_Extract provided_:
=== Begin Enclosure ===

A short position in a non-dividend-paying stock is inexpensive to maintain in a cash flow sense (If you add a random-walk component to the cost, it looks a lot worse). The core short position has remained fairly constant for a while. It seems to have been established at around a $28 share price. In effect, the random walk part of the cost of holding the position has been realized.
It is much less risky and expensive to buy financial journalists than to stage bear operations.
For about the past year, Incyte has gone up too fast for an optimal covered call strategy. Frankly, it's been unbelievable. But when you're overexposed, it's still a useful choice. One important part of the strategy, though, is that when a short call is more than $10 in the money you have to do something about it. I'm clearly overexposed, with about 2/3 of my discretionary funds in Incyte. Recently, I bought back one batch of calls and paid for the purchase by selling part of the covered stock, and I rolled another batch of calls from Sept to Jan moving up $15 in strike for a $5 debit.
First: I misread the summaries. First line use of '110 isn't being de-emphasized, but more dose-finding is being done (this is more often good than bad, cf Baricitinib).
The PIM inhibitor stuff is pretty new. The PIM kinases are signal switching molecules affected by (and affecting) the JAK/STAT system [and others]. Loss of PIM regulation is often seen just as pre-cancerous cells become cancerous. PIM kinase function is not absolutely needed for survival of mice, so on the one hand, selective drugs ought to have manageable toxicity, but on the other hand tumors are likely to be able to evolve escape pathways around the drugs [I'd pay for a year of good health, even if it was only one].
Nice deke by management. They had us looking at ASCO. Then again, pretty much nobody expected much so soon from the combo trials.
What do You think it means that they're expanding the trial of '110 for second-line against PaCa while dropping plans for first-line? Tea leaves not clear, but someplace in there is the possibility that Ruxo is doing well enough (when tolerated) to bump back '110.
I hadn't heard of a bromodomain 4 months ago, and now I are a investor in one.
Guess at why they call the Monday talk 'investor' rather than 'scientific' looking good.
Reuters has circulated an expanded version (dated 4/14) of the story that set me off a couple days ago. One guess how many people they found on the "poor people should just die" side of the issue. It lists a couple managed care programs that do panels when appropriate, some that don't and the nasty insurers.
The article also touches on the VUS problem.
Also, it says that Myriad has 90% of the hereditary cancer testing market, which suggests that competition has not been ruinous.
A plausible guess is that the clinical research program is accelerating, and they want a central location for interactions with European project leaders. This would go along with my wild guess yesterday that we're about to be hearing more about the clinical trials roadmap. The preference in Europe for specialized institutes to treat diseases with sufficiently similar features makes it easier to recruit for medium-sized trials Over There. The announced 9000 sq ft is roughly appropriate to accommodate that function and a moderate amount of business activity (say, coordinating product reimbursement activities). It's too small to be a poison pill against Novartis (a laughable idea anyway) and too big to be a simple pied a terre for merger negotiations.
Try it again. Refusing to pay for myRisk [and similar] because it may get people to seek excessive medical treatment is only 95% evil. The 5% non-evil should be addressed by making it as easy as possible to turn findings into strongly justified courses of action. Almost for sure, testing company sales training programs are the best presently-available education on the practical significance of the test results. People in public health and counseling professions ought to be offered the same training that testing company sales staff get.
But the insurance companies ARE being 95% evil.

=== End Enclosure ===

_Information given_:
=== Begin Enclosure ===

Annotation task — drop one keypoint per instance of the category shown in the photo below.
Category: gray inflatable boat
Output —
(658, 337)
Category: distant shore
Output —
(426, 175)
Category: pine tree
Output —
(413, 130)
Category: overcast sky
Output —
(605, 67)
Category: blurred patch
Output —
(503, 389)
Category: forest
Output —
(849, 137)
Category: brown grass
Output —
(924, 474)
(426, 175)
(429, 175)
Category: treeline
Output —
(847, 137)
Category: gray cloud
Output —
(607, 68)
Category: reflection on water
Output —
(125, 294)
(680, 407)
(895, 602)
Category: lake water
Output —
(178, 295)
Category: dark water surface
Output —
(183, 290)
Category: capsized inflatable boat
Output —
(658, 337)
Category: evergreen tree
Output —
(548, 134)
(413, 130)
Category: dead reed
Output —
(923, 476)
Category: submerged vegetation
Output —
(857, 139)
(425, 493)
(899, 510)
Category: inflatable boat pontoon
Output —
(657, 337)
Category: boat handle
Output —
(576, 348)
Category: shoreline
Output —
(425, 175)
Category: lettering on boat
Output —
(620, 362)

=== End Enclosure ===
=== Begin Enclosure ===

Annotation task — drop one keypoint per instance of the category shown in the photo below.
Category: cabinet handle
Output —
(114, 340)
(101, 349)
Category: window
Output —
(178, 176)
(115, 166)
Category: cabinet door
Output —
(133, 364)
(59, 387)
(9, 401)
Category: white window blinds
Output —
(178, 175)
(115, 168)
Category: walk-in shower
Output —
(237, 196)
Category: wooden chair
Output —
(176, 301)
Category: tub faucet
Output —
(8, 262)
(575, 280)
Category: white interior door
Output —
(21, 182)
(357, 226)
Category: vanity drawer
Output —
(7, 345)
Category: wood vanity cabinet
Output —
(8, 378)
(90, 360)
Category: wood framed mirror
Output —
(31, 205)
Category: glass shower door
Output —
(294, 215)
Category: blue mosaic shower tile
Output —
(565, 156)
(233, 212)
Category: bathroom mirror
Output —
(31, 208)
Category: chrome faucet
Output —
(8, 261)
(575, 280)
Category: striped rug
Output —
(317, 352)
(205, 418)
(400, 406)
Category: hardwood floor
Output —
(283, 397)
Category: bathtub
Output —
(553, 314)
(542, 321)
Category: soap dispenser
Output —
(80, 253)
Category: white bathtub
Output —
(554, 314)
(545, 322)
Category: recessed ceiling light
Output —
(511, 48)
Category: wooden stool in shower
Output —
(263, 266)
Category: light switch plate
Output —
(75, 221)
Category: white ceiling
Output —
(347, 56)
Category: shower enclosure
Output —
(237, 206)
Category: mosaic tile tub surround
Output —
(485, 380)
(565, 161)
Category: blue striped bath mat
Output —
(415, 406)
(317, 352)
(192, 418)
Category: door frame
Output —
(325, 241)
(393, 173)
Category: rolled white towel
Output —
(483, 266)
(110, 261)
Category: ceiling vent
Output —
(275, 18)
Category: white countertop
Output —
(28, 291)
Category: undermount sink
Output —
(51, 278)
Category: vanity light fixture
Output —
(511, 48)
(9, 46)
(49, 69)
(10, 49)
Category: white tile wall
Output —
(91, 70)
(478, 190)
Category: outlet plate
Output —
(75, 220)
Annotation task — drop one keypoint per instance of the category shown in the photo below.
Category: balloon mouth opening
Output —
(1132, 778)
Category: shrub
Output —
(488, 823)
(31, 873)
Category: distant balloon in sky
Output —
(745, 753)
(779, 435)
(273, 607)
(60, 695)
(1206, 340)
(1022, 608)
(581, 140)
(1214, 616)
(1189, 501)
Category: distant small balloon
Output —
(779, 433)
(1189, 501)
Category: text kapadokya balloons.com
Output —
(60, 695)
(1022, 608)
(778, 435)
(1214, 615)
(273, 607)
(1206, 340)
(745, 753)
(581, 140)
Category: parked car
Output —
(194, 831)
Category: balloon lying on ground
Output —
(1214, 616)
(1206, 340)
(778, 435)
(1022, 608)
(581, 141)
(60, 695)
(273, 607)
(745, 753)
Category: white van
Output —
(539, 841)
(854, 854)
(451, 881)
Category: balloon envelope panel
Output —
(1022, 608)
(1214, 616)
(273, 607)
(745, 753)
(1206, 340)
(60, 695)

=== End Enclosure ===
=== Begin Enclosure ===

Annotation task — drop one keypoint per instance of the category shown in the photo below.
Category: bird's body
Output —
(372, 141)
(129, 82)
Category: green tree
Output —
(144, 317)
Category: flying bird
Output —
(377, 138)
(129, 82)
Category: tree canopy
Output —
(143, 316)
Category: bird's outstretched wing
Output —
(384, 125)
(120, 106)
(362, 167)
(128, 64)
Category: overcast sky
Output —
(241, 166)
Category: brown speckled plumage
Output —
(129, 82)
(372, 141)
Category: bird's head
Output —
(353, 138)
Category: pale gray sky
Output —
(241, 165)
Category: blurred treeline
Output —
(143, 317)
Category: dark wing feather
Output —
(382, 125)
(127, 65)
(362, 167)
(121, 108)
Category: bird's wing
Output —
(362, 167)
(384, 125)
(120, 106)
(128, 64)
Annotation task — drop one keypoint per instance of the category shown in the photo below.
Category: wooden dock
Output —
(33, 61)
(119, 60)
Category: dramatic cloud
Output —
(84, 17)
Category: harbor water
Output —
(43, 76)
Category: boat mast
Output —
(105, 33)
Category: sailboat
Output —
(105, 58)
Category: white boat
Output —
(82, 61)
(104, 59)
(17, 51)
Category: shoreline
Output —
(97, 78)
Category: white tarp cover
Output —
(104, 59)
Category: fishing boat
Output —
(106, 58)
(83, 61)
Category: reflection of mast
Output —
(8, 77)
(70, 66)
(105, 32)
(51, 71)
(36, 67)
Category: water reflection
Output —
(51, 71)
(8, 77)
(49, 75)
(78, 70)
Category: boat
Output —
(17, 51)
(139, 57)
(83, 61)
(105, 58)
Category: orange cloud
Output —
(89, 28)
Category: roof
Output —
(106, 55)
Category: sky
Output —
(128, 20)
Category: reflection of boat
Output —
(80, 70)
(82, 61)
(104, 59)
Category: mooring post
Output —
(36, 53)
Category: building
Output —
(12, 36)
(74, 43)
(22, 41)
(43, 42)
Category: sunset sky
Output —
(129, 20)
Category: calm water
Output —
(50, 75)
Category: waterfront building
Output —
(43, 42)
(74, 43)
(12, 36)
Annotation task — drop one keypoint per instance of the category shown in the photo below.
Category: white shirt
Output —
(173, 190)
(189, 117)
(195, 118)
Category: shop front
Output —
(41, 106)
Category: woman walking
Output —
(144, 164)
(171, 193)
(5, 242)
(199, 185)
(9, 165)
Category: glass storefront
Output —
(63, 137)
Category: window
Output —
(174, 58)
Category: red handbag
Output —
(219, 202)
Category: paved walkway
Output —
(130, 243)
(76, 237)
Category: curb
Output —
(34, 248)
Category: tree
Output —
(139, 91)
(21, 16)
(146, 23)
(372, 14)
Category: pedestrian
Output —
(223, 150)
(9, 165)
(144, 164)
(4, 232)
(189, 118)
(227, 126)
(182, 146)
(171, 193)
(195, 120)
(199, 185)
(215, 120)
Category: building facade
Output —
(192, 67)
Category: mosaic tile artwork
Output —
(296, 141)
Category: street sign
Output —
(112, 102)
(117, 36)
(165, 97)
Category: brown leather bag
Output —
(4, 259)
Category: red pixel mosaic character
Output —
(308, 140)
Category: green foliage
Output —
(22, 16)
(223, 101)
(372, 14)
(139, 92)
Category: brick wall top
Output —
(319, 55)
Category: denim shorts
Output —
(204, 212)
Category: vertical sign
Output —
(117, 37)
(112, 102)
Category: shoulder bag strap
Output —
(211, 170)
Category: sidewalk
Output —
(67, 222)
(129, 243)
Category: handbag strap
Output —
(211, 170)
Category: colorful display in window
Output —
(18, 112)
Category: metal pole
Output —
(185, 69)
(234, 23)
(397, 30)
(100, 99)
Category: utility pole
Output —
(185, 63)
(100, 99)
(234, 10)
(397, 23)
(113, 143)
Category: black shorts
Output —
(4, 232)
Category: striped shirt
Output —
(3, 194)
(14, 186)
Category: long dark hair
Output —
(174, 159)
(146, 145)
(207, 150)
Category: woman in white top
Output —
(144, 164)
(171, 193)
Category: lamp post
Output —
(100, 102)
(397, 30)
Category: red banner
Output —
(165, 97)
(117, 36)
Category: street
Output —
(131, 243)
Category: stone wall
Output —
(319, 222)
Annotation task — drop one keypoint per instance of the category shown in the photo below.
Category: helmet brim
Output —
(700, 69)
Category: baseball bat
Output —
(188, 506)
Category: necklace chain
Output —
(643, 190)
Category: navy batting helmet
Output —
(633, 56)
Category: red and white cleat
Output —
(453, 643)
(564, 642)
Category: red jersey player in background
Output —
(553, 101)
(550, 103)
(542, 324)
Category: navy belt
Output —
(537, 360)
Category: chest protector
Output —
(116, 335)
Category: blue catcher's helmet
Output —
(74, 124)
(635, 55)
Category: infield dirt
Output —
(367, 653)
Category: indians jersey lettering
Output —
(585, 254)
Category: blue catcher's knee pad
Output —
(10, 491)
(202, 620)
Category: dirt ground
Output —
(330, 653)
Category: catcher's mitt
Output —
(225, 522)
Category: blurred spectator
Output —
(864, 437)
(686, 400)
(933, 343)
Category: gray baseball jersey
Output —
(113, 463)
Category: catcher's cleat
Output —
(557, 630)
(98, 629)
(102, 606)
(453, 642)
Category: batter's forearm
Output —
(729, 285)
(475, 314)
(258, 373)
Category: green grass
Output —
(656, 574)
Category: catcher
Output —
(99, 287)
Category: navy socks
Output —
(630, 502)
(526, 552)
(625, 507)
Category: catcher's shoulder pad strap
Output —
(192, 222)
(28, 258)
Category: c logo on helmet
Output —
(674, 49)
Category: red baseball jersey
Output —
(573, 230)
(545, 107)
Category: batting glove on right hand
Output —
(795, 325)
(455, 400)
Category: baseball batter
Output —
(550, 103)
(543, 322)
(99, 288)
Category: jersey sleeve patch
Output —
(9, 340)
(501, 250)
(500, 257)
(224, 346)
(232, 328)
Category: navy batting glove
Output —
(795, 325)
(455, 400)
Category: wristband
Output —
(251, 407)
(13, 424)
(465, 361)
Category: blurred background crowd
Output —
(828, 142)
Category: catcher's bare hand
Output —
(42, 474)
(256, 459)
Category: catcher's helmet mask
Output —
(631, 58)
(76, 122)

=== End Enclosure ===

_Action item 1_: Retype the section of the Incyte notes starting with "Nice deke by" and going on through "investor in one.".
_Action item 2_: Name every company mentioned in the Incyte notes.

_Output 1_:
Nice deke by management. They had us looking at ASCO. Then again, pretty much nobody expected much so soon from the combo trials.
What do You think it means that they're expanding the trial of '110 for second-line against PaCa while dropping plans for first-line? Tea leaves not clear, but someplace in there is the possibility that Ruxo is doing well enough (when tolerated) to bump back '110.
I hadn't heard of a bromodomain 4 months ago, and now I are a investor in one.

_Output 2_: Incyte, Reuters, Myriad, Novartis